* [DIRECTION]: Please copy the data below word for word, starting at the line that contains "Objective — for every instance of the metal" and stopping after the line that contains "Target: metal railing".

─── PROVIDED RECORDS ───

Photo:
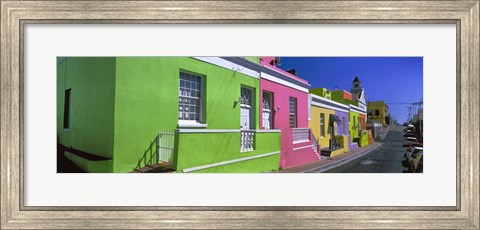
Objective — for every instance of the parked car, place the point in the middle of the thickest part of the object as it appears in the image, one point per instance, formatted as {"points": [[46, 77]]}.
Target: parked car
{"points": [[410, 140], [411, 146], [412, 150], [414, 160]]}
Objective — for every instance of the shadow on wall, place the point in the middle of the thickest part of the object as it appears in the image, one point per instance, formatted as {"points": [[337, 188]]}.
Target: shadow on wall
{"points": [[150, 156]]}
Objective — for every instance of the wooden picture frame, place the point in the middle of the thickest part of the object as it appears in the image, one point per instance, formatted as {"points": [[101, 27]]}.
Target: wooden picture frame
{"points": [[15, 14]]}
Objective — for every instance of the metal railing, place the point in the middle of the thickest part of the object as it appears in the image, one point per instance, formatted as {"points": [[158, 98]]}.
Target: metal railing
{"points": [[301, 135], [246, 140], [166, 142], [336, 142]]}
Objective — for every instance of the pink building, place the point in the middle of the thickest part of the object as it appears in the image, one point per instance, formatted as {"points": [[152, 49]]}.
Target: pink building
{"points": [[284, 102]]}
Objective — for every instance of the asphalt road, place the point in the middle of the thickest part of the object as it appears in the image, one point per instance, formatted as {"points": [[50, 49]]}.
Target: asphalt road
{"points": [[385, 159]]}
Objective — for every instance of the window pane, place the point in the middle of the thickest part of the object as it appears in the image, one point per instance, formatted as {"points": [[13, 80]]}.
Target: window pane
{"points": [[189, 97]]}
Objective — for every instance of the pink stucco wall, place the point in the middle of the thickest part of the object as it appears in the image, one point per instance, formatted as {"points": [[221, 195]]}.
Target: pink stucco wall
{"points": [[281, 94]]}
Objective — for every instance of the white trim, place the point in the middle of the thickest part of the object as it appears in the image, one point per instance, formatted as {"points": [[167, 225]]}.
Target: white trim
{"points": [[357, 109], [303, 147], [182, 124], [282, 82], [301, 141], [316, 97], [329, 107], [229, 65], [207, 130], [225, 130], [228, 162]]}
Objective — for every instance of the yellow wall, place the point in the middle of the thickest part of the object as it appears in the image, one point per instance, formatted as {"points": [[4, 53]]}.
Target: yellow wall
{"points": [[314, 124]]}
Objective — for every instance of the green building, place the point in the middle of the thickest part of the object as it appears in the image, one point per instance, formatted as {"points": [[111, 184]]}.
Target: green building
{"points": [[120, 114]]}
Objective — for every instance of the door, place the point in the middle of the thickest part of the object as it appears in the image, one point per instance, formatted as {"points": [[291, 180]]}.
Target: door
{"points": [[267, 118], [246, 107]]}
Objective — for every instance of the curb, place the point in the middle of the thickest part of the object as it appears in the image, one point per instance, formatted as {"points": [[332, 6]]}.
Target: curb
{"points": [[337, 163]]}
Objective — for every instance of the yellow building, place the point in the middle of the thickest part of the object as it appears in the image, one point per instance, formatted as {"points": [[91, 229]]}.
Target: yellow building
{"points": [[328, 121], [378, 111]]}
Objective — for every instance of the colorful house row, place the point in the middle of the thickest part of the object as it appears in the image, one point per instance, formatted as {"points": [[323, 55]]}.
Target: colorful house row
{"points": [[338, 119], [199, 114]]}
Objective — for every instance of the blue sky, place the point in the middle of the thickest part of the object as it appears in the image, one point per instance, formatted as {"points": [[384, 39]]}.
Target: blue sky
{"points": [[396, 80]]}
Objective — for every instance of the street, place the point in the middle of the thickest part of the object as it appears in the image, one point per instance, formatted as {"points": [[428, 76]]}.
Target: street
{"points": [[385, 159]]}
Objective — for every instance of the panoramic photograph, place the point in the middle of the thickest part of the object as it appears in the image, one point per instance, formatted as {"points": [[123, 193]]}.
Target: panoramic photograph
{"points": [[239, 114]]}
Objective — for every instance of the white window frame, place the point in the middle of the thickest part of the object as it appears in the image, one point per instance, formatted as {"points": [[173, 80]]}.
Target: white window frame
{"points": [[322, 125], [270, 99], [295, 112], [201, 121]]}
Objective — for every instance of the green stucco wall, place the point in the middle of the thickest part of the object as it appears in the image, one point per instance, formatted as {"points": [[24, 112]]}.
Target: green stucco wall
{"points": [[119, 105], [192, 152], [147, 102], [253, 59], [92, 103]]}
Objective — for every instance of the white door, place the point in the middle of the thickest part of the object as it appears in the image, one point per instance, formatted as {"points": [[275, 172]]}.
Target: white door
{"points": [[267, 110], [246, 108]]}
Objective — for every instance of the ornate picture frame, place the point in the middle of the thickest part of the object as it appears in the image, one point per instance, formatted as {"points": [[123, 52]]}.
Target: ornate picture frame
{"points": [[15, 14]]}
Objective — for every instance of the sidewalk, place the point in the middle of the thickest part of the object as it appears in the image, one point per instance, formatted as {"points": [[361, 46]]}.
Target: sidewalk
{"points": [[332, 162]]}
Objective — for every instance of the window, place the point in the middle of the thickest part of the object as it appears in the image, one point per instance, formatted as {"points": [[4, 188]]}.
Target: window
{"points": [[293, 112], [190, 103], [322, 125], [66, 109], [267, 105]]}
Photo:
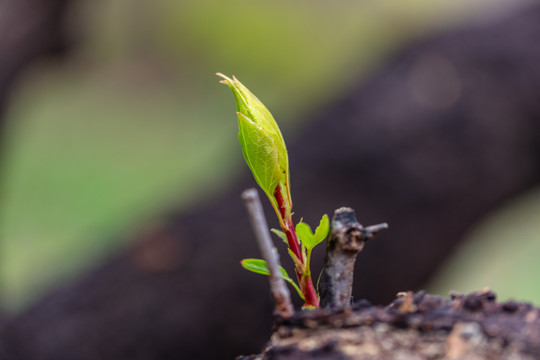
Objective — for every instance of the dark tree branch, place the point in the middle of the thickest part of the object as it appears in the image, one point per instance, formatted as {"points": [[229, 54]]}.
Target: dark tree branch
{"points": [[347, 238]]}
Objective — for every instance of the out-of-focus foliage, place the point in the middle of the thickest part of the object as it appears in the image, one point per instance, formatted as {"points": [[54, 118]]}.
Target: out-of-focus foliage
{"points": [[131, 123]]}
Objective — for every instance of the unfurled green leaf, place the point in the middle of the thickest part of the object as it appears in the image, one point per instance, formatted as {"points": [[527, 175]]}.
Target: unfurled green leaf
{"points": [[259, 266], [281, 235], [321, 232], [307, 237], [262, 143]]}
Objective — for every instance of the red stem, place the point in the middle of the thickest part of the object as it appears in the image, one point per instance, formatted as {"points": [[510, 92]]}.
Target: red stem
{"points": [[306, 284]]}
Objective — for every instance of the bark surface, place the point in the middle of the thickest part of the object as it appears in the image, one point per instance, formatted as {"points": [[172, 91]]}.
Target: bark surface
{"points": [[398, 148], [414, 326]]}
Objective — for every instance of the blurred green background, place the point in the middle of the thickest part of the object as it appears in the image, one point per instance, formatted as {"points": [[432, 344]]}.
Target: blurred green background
{"points": [[133, 123]]}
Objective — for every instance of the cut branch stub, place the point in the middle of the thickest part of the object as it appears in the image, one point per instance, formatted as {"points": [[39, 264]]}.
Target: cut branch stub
{"points": [[347, 238], [278, 288]]}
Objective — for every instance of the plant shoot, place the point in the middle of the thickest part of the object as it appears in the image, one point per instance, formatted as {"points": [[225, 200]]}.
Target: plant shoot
{"points": [[266, 155]]}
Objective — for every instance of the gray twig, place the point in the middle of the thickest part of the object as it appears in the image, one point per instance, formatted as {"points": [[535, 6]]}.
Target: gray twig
{"points": [[347, 238], [278, 288]]}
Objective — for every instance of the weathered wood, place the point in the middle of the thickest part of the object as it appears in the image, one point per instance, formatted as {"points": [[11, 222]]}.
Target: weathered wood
{"points": [[346, 239], [414, 326], [278, 288]]}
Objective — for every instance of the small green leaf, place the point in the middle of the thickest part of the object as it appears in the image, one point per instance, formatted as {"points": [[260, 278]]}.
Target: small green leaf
{"points": [[296, 261], [321, 232], [259, 266], [306, 235], [281, 235]]}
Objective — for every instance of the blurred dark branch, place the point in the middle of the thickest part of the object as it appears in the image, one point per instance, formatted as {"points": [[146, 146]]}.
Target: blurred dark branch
{"points": [[29, 29], [443, 133]]}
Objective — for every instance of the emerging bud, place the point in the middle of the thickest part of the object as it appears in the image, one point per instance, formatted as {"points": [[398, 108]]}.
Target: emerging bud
{"points": [[262, 143]]}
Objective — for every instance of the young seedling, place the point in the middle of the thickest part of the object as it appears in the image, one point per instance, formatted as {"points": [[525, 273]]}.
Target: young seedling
{"points": [[266, 155]]}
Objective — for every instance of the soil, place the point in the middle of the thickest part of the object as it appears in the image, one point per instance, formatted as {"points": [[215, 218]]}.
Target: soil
{"points": [[414, 326]]}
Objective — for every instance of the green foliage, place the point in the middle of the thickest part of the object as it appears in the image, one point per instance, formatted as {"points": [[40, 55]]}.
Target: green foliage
{"points": [[262, 143], [266, 155], [259, 266], [281, 235], [308, 238]]}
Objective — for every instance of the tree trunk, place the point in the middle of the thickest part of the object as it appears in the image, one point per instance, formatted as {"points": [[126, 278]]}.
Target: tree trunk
{"points": [[414, 326]]}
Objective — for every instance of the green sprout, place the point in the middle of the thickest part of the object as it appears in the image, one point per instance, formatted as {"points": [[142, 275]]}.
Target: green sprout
{"points": [[266, 155]]}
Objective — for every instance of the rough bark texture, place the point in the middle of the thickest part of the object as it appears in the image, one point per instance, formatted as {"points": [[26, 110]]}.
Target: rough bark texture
{"points": [[346, 239], [414, 326], [398, 147]]}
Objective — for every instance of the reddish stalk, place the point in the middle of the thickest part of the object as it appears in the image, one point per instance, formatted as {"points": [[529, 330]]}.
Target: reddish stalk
{"points": [[303, 275]]}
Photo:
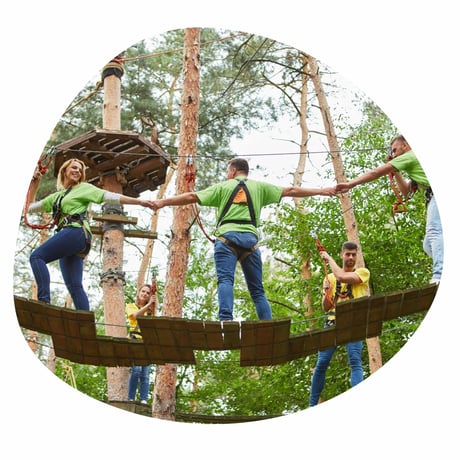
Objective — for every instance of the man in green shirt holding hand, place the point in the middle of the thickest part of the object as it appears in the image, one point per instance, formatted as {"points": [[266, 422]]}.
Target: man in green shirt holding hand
{"points": [[402, 158], [239, 201]]}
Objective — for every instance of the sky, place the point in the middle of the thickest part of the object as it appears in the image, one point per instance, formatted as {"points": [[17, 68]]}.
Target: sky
{"points": [[403, 59]]}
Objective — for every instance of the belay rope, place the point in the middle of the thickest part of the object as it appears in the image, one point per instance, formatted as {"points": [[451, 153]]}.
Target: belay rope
{"points": [[190, 180], [42, 167], [321, 248]]}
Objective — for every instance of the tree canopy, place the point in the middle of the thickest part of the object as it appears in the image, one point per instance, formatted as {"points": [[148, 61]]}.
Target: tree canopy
{"points": [[248, 83]]}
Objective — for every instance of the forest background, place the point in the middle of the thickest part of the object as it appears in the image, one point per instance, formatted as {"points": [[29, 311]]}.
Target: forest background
{"points": [[250, 84], [387, 51]]}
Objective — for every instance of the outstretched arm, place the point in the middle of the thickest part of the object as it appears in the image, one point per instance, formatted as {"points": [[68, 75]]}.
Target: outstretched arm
{"points": [[178, 200], [366, 177], [300, 192], [340, 274]]}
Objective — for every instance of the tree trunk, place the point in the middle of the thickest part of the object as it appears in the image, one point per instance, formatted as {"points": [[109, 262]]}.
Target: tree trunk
{"points": [[164, 401], [143, 276], [112, 278], [373, 344], [298, 175]]}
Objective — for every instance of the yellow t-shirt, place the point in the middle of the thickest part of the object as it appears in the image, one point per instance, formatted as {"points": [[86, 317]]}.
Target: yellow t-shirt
{"points": [[134, 330], [357, 290]]}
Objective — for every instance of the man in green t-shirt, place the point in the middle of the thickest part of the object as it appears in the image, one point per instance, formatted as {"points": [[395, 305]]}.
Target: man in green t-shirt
{"points": [[402, 158], [239, 201]]}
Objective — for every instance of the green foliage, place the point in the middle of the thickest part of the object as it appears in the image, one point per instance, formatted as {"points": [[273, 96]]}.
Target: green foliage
{"points": [[235, 72]]}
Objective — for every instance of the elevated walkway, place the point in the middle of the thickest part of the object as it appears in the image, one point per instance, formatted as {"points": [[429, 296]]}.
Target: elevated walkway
{"points": [[174, 340]]}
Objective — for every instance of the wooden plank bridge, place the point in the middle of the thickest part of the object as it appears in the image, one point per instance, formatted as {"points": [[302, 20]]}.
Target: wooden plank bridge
{"points": [[174, 340]]}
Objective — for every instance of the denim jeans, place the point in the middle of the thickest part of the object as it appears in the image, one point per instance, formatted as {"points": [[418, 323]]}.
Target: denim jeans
{"points": [[354, 350], [139, 374], [63, 245], [433, 243], [225, 261]]}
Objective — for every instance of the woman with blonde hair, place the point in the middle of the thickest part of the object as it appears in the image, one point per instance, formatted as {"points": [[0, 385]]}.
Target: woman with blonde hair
{"points": [[72, 240]]}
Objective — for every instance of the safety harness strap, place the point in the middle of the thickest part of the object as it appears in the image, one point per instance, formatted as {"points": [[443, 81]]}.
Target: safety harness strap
{"points": [[240, 252], [240, 185]]}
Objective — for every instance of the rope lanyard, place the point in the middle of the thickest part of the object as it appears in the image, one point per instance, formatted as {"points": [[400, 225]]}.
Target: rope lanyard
{"points": [[321, 248], [153, 292], [42, 167], [190, 180]]}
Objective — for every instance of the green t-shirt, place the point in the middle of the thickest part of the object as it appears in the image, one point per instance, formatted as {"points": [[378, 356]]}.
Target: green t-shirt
{"points": [[409, 163], [357, 290], [262, 194], [76, 201]]}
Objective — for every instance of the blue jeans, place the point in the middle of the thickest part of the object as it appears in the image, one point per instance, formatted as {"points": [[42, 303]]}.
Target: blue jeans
{"points": [[433, 243], [63, 245], [354, 350], [139, 374], [225, 261]]}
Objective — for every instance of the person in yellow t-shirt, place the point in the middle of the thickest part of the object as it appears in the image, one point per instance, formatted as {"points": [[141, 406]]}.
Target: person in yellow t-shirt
{"points": [[139, 375], [345, 282]]}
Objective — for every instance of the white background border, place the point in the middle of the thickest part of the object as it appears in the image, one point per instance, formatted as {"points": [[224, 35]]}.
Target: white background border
{"points": [[404, 56]]}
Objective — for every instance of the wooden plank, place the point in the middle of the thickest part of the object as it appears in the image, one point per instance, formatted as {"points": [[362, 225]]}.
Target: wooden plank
{"points": [[351, 320], [262, 342], [167, 335]]}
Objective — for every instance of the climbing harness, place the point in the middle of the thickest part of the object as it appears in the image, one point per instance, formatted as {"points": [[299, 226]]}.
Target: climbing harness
{"points": [[400, 203], [348, 294], [236, 197], [321, 248]]}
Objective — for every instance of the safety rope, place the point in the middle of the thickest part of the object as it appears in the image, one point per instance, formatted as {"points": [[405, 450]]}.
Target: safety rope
{"points": [[190, 181], [153, 292], [42, 167], [321, 248]]}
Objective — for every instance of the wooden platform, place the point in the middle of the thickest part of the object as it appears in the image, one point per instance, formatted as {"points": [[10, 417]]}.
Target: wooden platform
{"points": [[142, 163], [174, 340]]}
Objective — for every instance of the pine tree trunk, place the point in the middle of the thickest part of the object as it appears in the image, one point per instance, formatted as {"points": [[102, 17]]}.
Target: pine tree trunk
{"points": [[373, 344], [164, 401], [112, 281]]}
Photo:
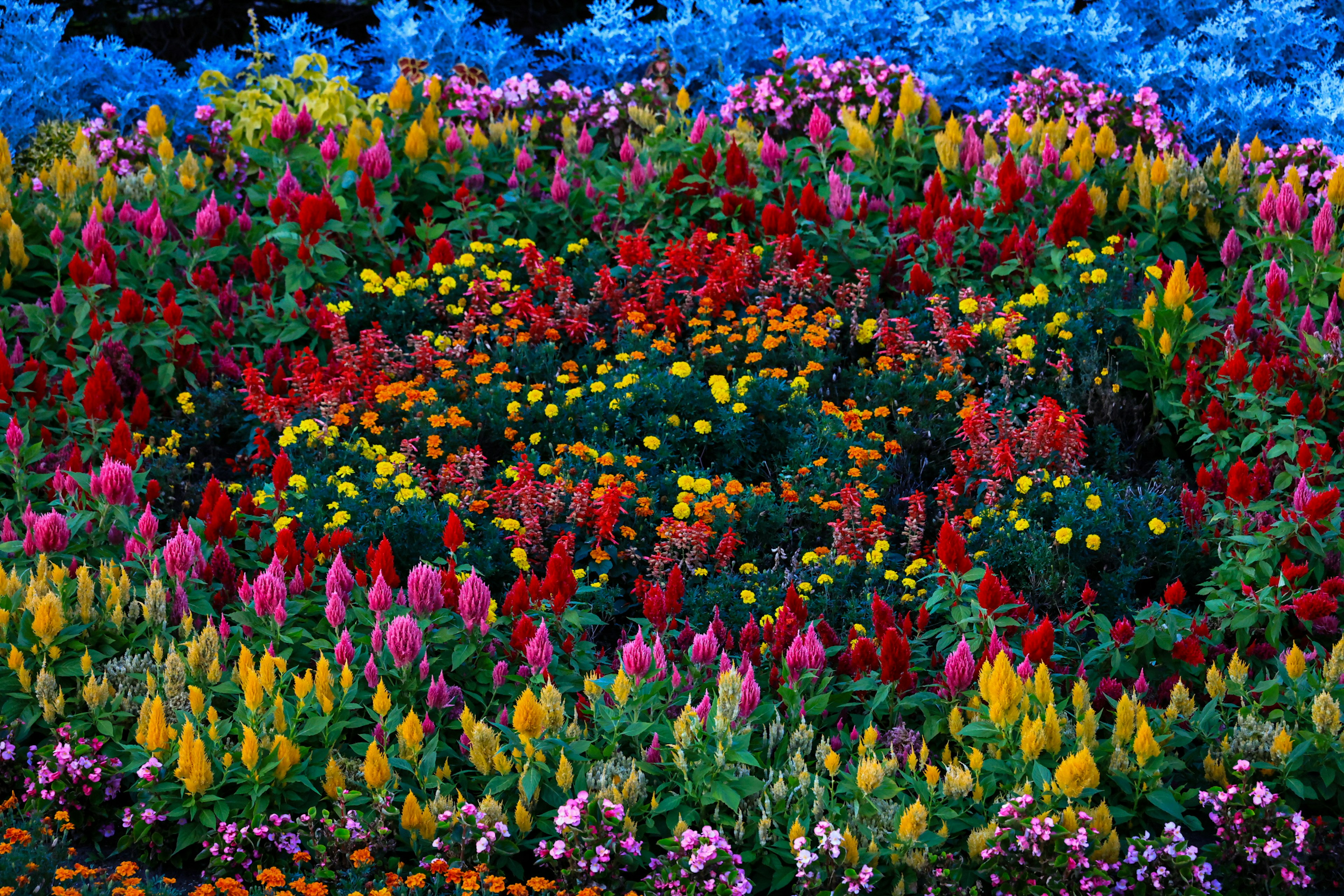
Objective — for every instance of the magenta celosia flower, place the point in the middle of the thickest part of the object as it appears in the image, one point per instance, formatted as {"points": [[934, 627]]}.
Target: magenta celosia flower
{"points": [[339, 581], [371, 672], [636, 657], [377, 162], [474, 602], [819, 128], [379, 597], [705, 649], [1323, 230], [561, 190], [404, 640], [427, 590], [208, 218], [806, 652], [344, 649], [335, 610], [183, 555], [437, 698], [1232, 249], [113, 483], [702, 121], [750, 698], [539, 651], [268, 593], [51, 532], [960, 668], [330, 149], [15, 439]]}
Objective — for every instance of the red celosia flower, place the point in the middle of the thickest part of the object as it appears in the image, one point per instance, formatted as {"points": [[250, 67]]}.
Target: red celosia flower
{"points": [[1040, 644], [1189, 651], [1072, 219], [952, 550]]}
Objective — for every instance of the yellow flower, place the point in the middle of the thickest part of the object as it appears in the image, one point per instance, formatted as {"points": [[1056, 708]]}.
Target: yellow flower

───

* [FULL ANSWER]:
Objective — for every instance of the metal railing, place the point in the middle of the thickest part of the object as it appears in the image, one point per instance, formatted as {"points": [[158, 98]]}.
Target: metal railing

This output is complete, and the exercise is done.